=== Extrahierter Text ===
Kaum ein anderer Geisteswissenschafter dieses Jahrhunderts hat so viel dazu beigetragen, Verständnis für das sogenannte „primitive“ Denken – für „das wilde Denken“, wie er es nennt – zu entwickeln. Ähnlich wie Jean-Jacques Rousseau empfindet Lévi-Strauss größte Hochachtung vor den „primitiven“, schriftlosen Kulturen – die er keineswegs als Vorformen logisch-rationaler Kulturen ansieht, sondern als kunstvoll gewobene Gebilde, die eine gesamtheitliche Sicht des Kosmos und des Alltags anbieten.

Erstaunlicherweise hatte „der bedeutendste Ethnologe des 20. Jahrhunderts“, wie er bezeichnet wurde, gar kein ethnologisches Fachstudium absolviert. Lévi-Strauss wurde am 28. November 1908 in Brüssel als Sohn einer französisch-jüdischen Familie geboren. Nach der Übersiedlung der Eltern nach Paris studierte er Rechtswissenschaften und Philosophie, las die Schriften von Karl Marx. Nach seiner Promotion 1932 unterrichtete Lévi-Strauss als Gymnasiallehrer. Aber bald begannen ihn diese Tätigkeiten zu langweilen und er fühlte sich von der damals noch Exotik verheißenden Ethnologie angezogen, die der Frage nach dem „Anderen“, der Frage nach anderen Kulturen nachging.

1935 nahm Lévi-Strauss einen Lehrstuhl für Soziologie an der Universität São Paulo an. Er nützte diese Zeit für mehrere Reisen ins Innere Brasiliens, wo er ethnographische Studien betrieb; die längste, beschwerlichste Reise dauerte rund ein Jahr.
=== Bereitgestellte Daten ===
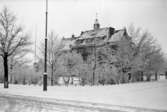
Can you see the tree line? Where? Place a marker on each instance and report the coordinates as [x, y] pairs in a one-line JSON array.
[[127, 61]]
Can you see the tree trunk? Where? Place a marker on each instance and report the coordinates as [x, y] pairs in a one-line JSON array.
[[156, 76], [5, 62], [51, 74]]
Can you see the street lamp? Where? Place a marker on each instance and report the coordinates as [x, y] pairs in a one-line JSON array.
[[45, 57]]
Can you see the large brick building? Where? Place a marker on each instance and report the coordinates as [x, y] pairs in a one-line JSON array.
[[97, 37]]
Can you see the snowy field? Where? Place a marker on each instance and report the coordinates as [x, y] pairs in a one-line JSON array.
[[151, 95]]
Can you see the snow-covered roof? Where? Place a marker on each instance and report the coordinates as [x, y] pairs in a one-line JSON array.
[[117, 36], [94, 33], [67, 43]]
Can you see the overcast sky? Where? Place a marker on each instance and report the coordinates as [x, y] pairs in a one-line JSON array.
[[67, 17]]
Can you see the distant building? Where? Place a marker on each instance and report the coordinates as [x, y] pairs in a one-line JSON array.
[[95, 38]]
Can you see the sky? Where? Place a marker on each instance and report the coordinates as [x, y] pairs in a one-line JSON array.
[[67, 17]]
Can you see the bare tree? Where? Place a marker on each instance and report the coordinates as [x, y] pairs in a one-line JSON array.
[[12, 39]]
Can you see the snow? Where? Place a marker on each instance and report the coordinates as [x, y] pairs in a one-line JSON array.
[[146, 95]]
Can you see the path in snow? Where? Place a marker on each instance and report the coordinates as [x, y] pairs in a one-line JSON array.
[[151, 95]]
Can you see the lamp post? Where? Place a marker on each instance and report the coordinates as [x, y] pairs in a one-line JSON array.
[[45, 57]]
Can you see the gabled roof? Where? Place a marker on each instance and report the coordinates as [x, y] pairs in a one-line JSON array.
[[67, 43], [118, 35], [94, 33]]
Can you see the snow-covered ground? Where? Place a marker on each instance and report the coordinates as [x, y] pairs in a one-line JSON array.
[[146, 95]]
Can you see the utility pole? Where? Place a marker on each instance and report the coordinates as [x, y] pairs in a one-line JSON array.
[[94, 67], [45, 57]]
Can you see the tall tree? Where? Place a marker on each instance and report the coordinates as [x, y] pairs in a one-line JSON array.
[[12, 39], [53, 52]]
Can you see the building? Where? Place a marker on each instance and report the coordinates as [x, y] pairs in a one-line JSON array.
[[88, 41]]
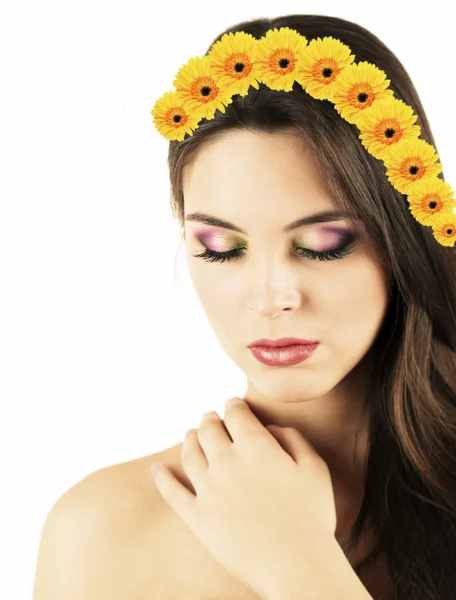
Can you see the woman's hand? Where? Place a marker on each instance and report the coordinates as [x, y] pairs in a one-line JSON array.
[[264, 498]]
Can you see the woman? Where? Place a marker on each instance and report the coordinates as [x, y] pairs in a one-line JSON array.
[[336, 471]]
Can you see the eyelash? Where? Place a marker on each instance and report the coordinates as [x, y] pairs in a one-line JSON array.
[[327, 255]]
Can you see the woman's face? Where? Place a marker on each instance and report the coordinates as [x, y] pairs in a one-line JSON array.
[[317, 281]]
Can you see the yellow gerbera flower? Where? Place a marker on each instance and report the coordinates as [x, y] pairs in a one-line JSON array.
[[429, 199], [232, 62], [444, 229], [409, 161], [172, 117], [196, 85], [385, 123], [320, 64], [277, 55], [357, 87]]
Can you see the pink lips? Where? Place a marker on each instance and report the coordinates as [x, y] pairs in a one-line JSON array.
[[283, 352]]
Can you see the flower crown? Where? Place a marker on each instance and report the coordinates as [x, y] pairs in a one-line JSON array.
[[326, 70]]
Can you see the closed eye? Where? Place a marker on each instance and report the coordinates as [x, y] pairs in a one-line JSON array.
[[347, 247]]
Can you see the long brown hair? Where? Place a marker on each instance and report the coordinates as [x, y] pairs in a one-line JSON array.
[[409, 501]]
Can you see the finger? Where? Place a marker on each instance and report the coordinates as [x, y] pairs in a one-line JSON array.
[[193, 459], [293, 442], [241, 423], [213, 437], [176, 495]]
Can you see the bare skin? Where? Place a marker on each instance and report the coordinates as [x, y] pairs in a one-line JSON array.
[[182, 567], [260, 183]]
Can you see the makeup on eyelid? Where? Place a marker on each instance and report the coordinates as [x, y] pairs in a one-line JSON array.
[[317, 238]]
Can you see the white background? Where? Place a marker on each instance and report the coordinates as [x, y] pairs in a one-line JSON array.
[[106, 355]]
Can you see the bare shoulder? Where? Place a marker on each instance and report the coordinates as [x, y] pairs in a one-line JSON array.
[[100, 539]]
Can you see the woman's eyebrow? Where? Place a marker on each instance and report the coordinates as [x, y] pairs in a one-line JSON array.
[[320, 217]]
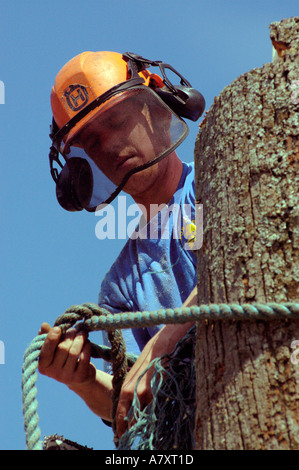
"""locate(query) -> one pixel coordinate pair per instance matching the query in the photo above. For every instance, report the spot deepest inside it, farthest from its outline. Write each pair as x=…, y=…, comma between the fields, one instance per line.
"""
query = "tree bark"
x=247, y=178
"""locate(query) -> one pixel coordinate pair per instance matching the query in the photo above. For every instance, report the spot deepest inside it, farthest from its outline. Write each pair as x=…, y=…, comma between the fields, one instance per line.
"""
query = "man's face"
x=126, y=136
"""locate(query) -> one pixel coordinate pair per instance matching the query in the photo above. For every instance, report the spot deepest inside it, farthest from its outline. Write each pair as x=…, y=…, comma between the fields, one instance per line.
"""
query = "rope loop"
x=91, y=317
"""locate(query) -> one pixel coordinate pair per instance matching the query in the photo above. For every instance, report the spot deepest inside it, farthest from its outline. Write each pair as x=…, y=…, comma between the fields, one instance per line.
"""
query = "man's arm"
x=162, y=343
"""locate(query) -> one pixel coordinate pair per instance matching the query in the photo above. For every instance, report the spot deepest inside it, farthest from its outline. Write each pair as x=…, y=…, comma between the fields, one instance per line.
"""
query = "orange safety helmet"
x=92, y=82
x=86, y=77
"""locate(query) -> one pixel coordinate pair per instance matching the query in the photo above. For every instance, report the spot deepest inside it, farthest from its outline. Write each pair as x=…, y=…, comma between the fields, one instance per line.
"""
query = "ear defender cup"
===
Arbeitsauftrag 1 ▸ Übertragen Sie aus dem Text über Lévi-Strauss den Abschnitt von „Erstaunlicherweise hatte „der“ bis einschließlich „anderen Kulturen nachging.“ wortgetreu.
Arbeitsauftrag 2 ▸ Wann und wo wurde Lévi-Strauss laut dem Text über Lévi-Strauss geboren?
Arbeitsauftrag 3 ▸ Setzen Sie bitte den Text über Lévi-Strauss im Anschluss an seinen letzten Satz fort.

Antwortfeld 1 ▸
Erstaunlicherweise hatte „der bedeutendste Ethnologe des 20. Jahrhunderts“, wie er bezeichnet wurde, gar kein ethnologisches Fachstudium absolviert. Lévi-Strauss wurde am 28. November 1908 in Brüssel als Sohn einer französisch-jüdischen Familie geboren. Nach der Übersiedlung der Eltern nach Paris studierte er Rechtswissenschaften und Philosophie, las die Schriften von Karl Marx. Nach seiner Promotion 1932 unterrichtete Lévi-Strauss als Gymnasiallehrer. Aber bald begannen ihn diese Tätigkeiten zu langweilen und er fühlte sich von der damals noch Exotik verheißenden Ethnologie angezogen, die der Frage nach dem „Anderen“, der Frage nach anderen Kulturen nachging.

Antwortfeld 2 ▸ Am 28. November 1908 in Brüssel.

Antwortfeld 3 ▸
Inzestverbot und Frauentausch

Nach einem kurzen Zwischenspiel in Frankreich musste Lévi-Strauss nach der Besetzung des Landes durch die Nationalsozialisten Frankreich wegen seiner jüdischen Herkunft verlassen. An Bord des Schiffes, das ihn nach New York brachte, befand sich auch der Schriftsteller André Breton. In New York erhielt er eine Stelle an der New School for Social Research. Dort kam er mit den Surrealisten in Kontakt; er befreundete sich mit Breton und Max Ernst. Die weitaus folgenreichste Auswirkung hatte jedoch die Bekanntschaft mit dem Sprachwissenschaftler Roman Jakobson, die eine vierzig Jahre lang andauernde „Freundschaft ohne Brüche“ begründete. Jakobson vermittelte Lévi-Strauss die Ergebnisse der damals neuen strukturalen Linguistik, die sich mit der Erforschung der phonologischen Bestandteile der Sprache beschäftigte.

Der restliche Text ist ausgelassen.